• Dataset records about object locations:

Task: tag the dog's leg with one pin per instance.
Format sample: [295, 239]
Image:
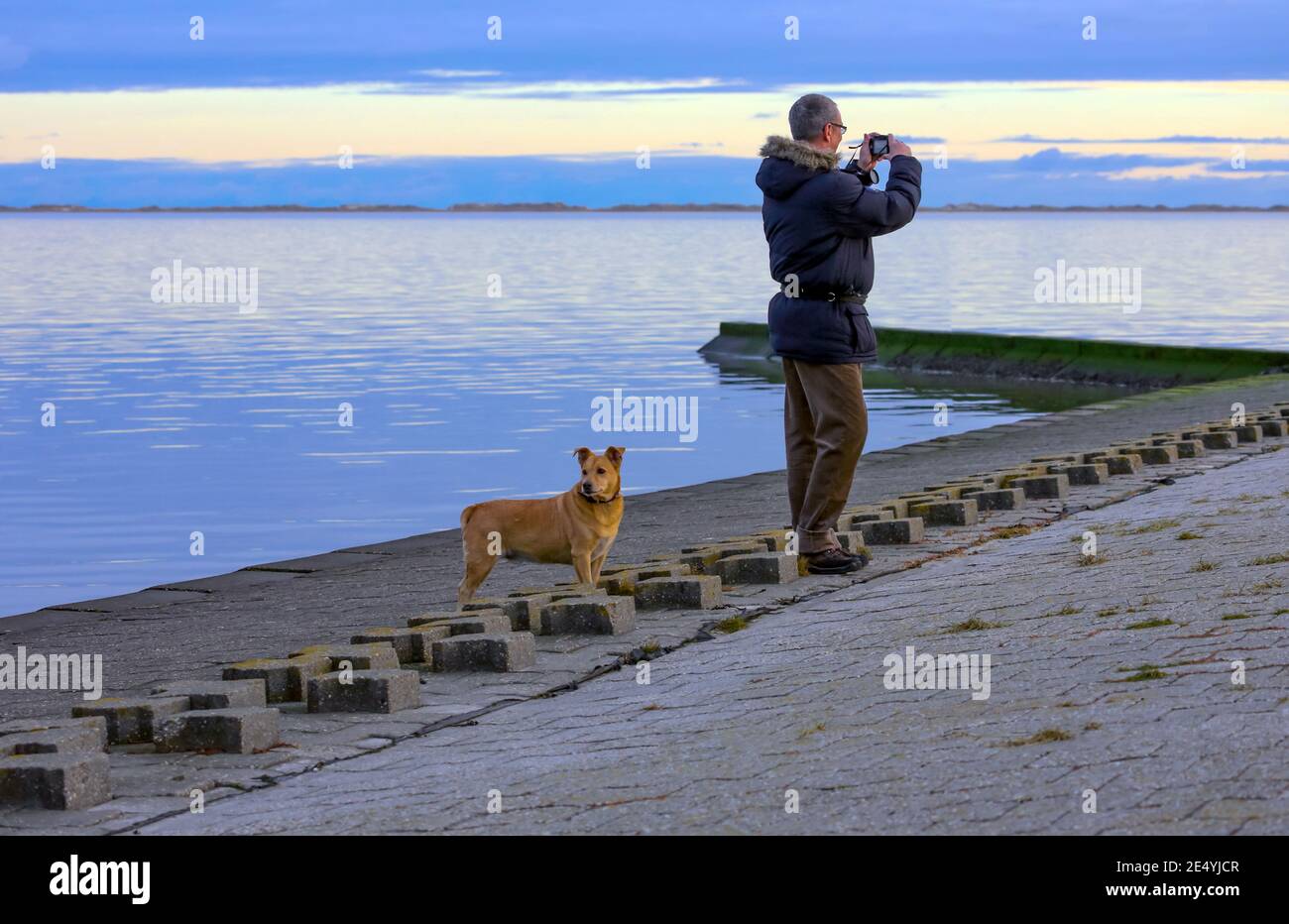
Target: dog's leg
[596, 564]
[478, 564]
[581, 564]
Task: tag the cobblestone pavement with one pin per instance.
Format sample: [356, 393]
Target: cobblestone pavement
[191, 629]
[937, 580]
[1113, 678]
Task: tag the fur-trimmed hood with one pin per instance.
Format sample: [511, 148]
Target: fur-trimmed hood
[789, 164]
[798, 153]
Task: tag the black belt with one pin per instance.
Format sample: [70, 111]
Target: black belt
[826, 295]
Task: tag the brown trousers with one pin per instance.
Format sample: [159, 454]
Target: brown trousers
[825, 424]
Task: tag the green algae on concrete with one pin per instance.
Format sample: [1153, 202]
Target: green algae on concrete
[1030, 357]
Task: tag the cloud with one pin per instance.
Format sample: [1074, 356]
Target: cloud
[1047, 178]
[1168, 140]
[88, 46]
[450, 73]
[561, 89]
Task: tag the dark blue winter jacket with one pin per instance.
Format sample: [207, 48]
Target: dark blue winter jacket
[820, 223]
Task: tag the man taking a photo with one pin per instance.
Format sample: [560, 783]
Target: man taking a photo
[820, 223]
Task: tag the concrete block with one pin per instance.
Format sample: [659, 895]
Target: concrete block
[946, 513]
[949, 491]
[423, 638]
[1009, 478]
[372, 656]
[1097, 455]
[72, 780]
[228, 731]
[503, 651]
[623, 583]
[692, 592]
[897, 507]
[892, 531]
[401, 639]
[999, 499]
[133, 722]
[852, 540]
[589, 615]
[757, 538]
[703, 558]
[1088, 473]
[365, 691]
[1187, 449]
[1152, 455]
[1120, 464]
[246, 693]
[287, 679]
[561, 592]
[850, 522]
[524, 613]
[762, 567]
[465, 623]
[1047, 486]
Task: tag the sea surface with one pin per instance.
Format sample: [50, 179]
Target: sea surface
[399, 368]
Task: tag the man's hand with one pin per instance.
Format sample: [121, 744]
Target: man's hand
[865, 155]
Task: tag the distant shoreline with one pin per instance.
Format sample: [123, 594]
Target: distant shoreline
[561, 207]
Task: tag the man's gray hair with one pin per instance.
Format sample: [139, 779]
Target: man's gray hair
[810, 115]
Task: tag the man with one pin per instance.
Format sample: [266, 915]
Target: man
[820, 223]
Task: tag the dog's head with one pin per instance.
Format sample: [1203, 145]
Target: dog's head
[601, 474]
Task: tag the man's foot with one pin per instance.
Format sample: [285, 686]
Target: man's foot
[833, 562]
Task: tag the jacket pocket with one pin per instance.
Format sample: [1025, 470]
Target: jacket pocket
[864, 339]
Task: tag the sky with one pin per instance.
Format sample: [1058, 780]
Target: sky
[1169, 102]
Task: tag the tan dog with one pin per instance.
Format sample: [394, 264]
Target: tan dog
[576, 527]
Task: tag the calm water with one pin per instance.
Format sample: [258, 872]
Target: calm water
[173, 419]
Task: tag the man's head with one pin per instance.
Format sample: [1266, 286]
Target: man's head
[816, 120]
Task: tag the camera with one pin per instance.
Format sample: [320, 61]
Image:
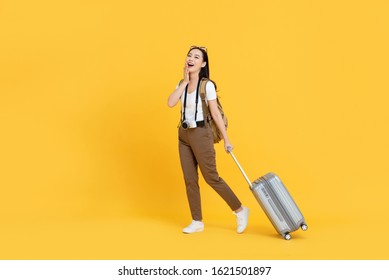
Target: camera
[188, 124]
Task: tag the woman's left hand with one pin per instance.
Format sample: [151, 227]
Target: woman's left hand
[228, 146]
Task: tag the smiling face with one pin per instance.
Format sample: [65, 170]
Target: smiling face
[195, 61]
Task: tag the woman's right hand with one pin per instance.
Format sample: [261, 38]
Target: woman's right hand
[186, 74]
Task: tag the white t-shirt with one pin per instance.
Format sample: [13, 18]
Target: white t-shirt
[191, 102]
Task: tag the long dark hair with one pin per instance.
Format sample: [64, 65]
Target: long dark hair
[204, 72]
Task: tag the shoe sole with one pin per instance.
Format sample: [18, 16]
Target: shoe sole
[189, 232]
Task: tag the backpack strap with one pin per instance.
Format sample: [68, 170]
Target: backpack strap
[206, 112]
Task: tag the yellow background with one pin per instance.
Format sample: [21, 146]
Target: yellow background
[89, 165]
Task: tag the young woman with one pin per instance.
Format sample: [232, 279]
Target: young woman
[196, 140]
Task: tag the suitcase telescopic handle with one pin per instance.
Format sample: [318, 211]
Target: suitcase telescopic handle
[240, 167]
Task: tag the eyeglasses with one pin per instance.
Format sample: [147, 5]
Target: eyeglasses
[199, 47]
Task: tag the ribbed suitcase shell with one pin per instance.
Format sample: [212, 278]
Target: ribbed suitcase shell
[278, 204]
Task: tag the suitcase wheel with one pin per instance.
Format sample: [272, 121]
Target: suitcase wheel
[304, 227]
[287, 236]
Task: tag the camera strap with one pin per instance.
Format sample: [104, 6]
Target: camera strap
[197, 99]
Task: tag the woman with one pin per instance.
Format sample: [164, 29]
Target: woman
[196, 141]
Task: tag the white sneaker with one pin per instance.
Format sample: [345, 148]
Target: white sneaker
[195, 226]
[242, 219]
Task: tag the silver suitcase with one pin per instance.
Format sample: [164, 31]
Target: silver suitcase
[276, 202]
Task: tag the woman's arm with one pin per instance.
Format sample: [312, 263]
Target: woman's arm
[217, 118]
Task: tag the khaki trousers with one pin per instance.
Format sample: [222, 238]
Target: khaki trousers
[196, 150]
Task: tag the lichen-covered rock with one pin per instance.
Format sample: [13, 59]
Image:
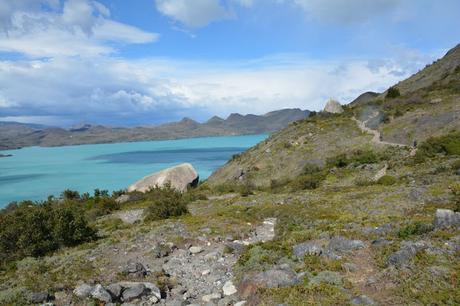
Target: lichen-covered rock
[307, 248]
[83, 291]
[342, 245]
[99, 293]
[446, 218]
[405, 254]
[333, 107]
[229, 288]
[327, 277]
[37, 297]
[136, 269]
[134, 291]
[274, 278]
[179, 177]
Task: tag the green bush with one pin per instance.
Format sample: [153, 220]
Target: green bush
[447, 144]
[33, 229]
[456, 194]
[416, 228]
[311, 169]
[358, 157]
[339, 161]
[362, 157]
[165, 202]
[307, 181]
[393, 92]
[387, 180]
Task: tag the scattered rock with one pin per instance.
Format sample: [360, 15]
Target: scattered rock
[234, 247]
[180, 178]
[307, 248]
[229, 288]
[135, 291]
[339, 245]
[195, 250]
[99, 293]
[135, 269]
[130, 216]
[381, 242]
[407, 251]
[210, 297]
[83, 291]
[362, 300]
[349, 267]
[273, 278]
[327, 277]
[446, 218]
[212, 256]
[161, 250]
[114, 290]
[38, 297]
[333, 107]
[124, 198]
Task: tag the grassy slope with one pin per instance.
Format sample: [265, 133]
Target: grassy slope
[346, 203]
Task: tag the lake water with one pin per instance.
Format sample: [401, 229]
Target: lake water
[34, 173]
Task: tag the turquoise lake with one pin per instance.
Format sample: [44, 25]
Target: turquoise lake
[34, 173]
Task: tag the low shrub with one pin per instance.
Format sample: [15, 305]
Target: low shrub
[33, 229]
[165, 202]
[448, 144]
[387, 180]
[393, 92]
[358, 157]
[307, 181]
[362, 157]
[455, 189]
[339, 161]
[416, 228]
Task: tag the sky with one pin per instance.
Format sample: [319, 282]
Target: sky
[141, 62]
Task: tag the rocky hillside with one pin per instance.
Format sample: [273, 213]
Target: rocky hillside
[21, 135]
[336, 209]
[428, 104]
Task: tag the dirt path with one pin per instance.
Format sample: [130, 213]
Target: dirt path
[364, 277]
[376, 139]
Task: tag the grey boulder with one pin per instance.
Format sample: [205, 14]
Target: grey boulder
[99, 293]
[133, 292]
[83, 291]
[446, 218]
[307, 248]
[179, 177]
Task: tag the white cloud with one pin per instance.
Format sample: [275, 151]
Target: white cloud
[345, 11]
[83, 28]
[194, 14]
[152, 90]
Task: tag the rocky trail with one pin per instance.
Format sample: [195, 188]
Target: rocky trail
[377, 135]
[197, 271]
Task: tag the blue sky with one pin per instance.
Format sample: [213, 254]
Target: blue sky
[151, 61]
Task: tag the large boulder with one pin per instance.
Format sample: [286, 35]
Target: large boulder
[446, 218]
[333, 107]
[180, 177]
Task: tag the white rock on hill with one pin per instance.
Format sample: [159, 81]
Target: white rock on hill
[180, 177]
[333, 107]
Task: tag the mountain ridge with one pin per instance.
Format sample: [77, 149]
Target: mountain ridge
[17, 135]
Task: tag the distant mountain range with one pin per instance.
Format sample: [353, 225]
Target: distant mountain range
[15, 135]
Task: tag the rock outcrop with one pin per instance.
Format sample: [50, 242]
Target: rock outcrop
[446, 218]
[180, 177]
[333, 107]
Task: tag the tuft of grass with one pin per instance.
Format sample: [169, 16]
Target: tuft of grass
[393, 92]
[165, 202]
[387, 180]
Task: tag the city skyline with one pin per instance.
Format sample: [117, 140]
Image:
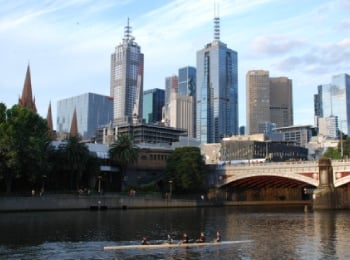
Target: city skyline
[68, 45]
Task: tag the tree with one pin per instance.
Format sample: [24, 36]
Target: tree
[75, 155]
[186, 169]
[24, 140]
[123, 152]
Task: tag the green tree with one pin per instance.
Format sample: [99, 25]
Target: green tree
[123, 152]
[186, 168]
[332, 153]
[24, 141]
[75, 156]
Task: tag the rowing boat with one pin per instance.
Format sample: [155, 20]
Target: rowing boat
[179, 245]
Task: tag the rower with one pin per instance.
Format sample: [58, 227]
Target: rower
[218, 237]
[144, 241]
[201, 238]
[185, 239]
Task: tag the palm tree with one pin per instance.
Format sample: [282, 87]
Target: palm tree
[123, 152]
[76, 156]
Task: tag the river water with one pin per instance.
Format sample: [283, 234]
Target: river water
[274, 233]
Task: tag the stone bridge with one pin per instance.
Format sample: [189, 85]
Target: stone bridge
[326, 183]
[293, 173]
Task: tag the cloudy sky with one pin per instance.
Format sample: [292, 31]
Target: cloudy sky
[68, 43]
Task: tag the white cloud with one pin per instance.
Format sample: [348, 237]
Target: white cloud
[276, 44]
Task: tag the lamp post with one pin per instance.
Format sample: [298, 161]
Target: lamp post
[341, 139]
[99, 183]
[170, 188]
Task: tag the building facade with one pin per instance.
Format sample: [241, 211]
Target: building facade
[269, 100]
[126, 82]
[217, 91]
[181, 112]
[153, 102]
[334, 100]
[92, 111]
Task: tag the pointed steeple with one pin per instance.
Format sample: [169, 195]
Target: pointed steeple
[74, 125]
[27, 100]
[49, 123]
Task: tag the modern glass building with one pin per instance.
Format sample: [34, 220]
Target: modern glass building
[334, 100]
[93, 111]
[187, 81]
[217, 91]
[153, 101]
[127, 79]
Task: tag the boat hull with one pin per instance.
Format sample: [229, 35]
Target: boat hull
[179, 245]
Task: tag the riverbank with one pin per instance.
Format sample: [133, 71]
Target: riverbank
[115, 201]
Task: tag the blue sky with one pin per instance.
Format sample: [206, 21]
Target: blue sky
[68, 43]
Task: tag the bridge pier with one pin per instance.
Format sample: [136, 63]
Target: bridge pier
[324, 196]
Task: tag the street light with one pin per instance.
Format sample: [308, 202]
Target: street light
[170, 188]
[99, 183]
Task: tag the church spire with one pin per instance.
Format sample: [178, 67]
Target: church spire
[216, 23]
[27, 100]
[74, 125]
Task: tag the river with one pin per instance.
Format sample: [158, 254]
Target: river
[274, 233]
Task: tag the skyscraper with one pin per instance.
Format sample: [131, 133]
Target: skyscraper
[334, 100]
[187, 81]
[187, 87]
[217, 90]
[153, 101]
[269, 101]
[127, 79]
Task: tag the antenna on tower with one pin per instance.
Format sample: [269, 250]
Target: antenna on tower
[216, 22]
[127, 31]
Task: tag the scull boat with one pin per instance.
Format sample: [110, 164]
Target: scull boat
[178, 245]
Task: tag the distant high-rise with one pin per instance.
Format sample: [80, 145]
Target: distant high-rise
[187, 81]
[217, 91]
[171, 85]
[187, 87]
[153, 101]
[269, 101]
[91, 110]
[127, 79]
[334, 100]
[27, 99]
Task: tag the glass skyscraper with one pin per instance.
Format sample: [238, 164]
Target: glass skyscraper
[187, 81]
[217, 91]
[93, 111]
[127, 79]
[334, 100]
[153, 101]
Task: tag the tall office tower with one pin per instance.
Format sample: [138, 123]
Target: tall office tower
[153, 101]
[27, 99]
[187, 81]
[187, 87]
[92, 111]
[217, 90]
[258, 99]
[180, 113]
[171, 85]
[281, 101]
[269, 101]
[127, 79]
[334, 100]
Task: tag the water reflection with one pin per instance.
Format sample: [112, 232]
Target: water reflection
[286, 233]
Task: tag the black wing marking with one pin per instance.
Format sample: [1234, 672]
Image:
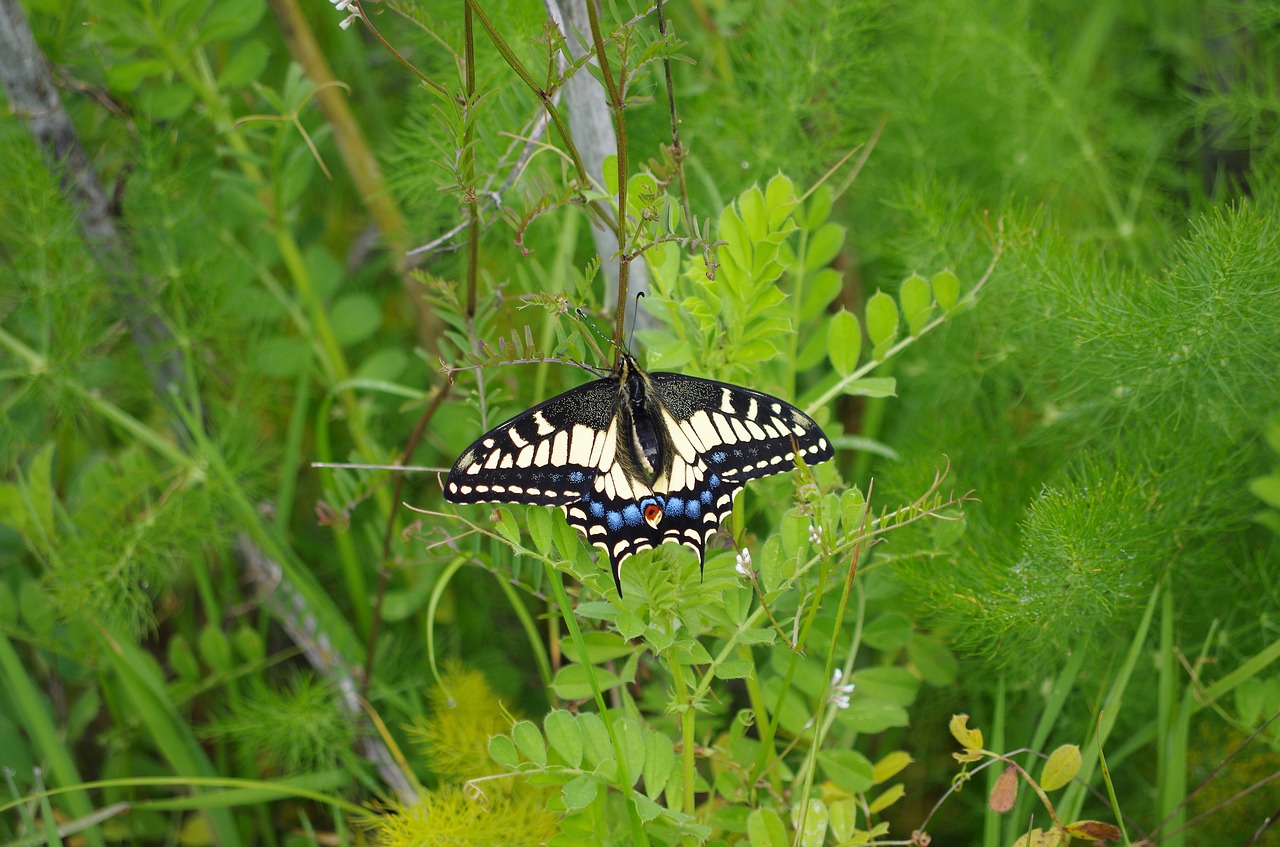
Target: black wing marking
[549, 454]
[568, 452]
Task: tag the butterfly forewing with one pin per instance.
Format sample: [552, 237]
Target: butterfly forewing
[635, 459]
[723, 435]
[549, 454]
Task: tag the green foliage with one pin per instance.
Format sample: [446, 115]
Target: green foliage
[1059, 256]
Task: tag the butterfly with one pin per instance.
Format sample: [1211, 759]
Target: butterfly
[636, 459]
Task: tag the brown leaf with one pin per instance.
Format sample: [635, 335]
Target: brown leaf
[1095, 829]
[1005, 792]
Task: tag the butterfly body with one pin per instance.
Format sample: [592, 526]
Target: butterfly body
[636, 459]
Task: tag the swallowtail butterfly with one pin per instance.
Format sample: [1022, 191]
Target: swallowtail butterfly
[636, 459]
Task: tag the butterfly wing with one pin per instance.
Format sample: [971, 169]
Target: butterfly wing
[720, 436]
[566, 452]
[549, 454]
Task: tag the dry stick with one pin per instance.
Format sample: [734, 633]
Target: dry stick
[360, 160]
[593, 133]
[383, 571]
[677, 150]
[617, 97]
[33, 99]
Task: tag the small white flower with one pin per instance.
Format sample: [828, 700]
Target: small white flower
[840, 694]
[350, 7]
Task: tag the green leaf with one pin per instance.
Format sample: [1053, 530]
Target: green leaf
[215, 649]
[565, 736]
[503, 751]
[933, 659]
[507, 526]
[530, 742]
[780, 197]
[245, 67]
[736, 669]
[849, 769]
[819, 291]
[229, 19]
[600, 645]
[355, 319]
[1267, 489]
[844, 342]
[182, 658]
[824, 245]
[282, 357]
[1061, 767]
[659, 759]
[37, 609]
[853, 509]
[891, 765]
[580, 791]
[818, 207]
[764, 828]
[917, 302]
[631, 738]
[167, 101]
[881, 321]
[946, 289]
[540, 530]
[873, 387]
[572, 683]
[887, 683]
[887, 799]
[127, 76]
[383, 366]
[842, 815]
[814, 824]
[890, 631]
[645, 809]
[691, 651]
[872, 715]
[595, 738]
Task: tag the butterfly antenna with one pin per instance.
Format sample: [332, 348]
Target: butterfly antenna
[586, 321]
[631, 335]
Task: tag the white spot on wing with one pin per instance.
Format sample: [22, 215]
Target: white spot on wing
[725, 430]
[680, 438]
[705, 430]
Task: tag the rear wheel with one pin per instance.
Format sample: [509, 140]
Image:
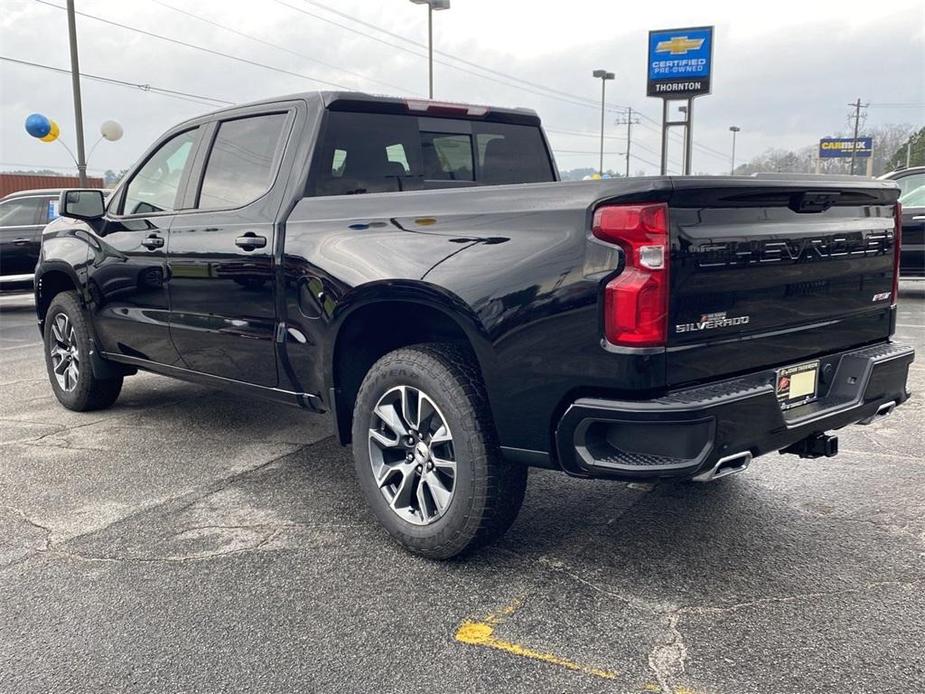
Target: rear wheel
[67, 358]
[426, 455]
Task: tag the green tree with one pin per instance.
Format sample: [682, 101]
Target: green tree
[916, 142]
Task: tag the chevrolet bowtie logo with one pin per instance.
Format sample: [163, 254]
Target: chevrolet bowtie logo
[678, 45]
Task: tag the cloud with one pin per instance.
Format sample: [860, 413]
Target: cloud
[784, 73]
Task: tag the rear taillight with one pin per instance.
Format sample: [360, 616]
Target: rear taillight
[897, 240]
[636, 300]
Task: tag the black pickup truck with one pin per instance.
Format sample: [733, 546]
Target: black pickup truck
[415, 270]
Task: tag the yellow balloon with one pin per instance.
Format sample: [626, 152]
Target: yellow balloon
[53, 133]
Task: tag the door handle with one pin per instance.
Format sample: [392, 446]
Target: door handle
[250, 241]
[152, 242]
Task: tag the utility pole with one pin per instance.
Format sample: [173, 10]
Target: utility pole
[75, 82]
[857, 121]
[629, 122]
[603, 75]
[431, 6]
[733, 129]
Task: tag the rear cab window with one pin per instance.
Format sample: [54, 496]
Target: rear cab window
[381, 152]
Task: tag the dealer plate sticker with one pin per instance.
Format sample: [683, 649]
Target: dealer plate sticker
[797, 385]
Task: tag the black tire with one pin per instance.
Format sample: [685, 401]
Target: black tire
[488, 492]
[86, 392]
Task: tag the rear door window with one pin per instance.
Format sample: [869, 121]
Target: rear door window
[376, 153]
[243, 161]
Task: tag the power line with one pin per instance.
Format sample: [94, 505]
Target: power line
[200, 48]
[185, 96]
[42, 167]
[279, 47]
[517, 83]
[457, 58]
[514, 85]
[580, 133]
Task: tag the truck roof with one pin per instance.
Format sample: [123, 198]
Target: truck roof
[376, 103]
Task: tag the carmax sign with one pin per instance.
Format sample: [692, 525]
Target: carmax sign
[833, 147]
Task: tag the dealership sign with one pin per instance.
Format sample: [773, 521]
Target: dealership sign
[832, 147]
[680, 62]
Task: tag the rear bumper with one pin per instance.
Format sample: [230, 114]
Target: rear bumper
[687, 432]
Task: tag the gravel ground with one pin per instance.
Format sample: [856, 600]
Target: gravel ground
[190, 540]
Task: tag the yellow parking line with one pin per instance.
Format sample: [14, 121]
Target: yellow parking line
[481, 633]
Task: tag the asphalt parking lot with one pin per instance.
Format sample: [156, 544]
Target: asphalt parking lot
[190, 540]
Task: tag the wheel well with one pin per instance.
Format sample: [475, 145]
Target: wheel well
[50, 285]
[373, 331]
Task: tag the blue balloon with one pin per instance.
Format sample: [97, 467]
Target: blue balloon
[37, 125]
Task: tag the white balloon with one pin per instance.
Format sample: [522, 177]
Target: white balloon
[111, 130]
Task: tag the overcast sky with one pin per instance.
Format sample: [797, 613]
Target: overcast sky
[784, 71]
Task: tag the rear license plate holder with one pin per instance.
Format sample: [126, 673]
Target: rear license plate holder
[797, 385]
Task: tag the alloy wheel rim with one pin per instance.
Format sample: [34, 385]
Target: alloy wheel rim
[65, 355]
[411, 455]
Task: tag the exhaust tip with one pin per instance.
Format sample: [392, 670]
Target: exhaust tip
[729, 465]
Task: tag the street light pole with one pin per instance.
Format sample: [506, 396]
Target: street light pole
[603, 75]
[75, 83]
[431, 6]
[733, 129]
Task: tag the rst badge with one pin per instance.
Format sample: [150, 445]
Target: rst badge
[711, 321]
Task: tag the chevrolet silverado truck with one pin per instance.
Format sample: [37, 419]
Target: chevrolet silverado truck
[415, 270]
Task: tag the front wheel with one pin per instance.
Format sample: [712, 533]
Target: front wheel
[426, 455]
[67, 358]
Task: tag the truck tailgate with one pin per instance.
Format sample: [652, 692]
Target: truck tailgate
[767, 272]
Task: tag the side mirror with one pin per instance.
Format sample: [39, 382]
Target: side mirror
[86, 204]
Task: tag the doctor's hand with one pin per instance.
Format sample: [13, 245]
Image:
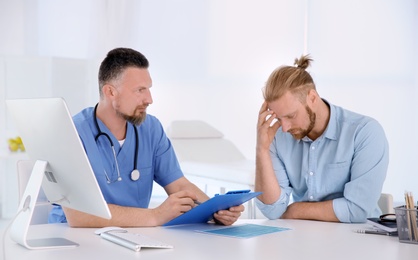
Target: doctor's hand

• Request:
Reproduce verbatim every line starting at the line that holds "Task: tag the blue balloon" and ending with the final line of the data; omit the pictures.

• Task response:
Task: tag the blue balloon with one pin per instance.
Format sample: [97, 467]
Target: blue balloon
[37, 125]
Task: tag the white balloon with one pin per instance.
Format sample: [522, 177]
Target: white balloon
[111, 130]
Task: tag the overcast sky with one pin per instance.
Format sample: [797, 613]
Target: overcast sky
[784, 71]
Task: tag the rear license plate holder with one pin per instance.
Format sample: [126, 673]
Target: rear license plate holder
[797, 385]
Task: tag the alloy wheel rim with one pin per instance.
Format sample: [34, 385]
Target: alloy wheel rim
[65, 355]
[411, 455]
Task: tag the exhaust tip with one pin per instance.
Format sample: [392, 670]
Target: exhaust tip
[729, 465]
Task: tag the street light pole with one pin per instance.
Format sample: [506, 396]
Target: street light pole
[603, 75]
[75, 83]
[431, 6]
[733, 129]
Task: tag the rst badge with one pin per instance.
Format sample: [150, 445]
Target: rst badge
[711, 321]
Task: tag the chevrolet silverado truck with one pin per instance.
Format sample: [37, 419]
Target: chevrolet silverado truck
[415, 270]
Task: tag the front wheel with one pin per instance.
Format sample: [712, 533]
Target: front wheel
[426, 455]
[67, 358]
Task: tag the truck tailgate with one pin per instance.
Format sample: [652, 692]
Target: truck tailgate
[767, 272]
Task: tag the side mirror with one pin per instance.
Format sample: [39, 382]
Target: side mirror
[86, 204]
Task: tag the doctor's hand with one pin per instance.
Format sample: [13, 245]
Image:
Target: doctor's hand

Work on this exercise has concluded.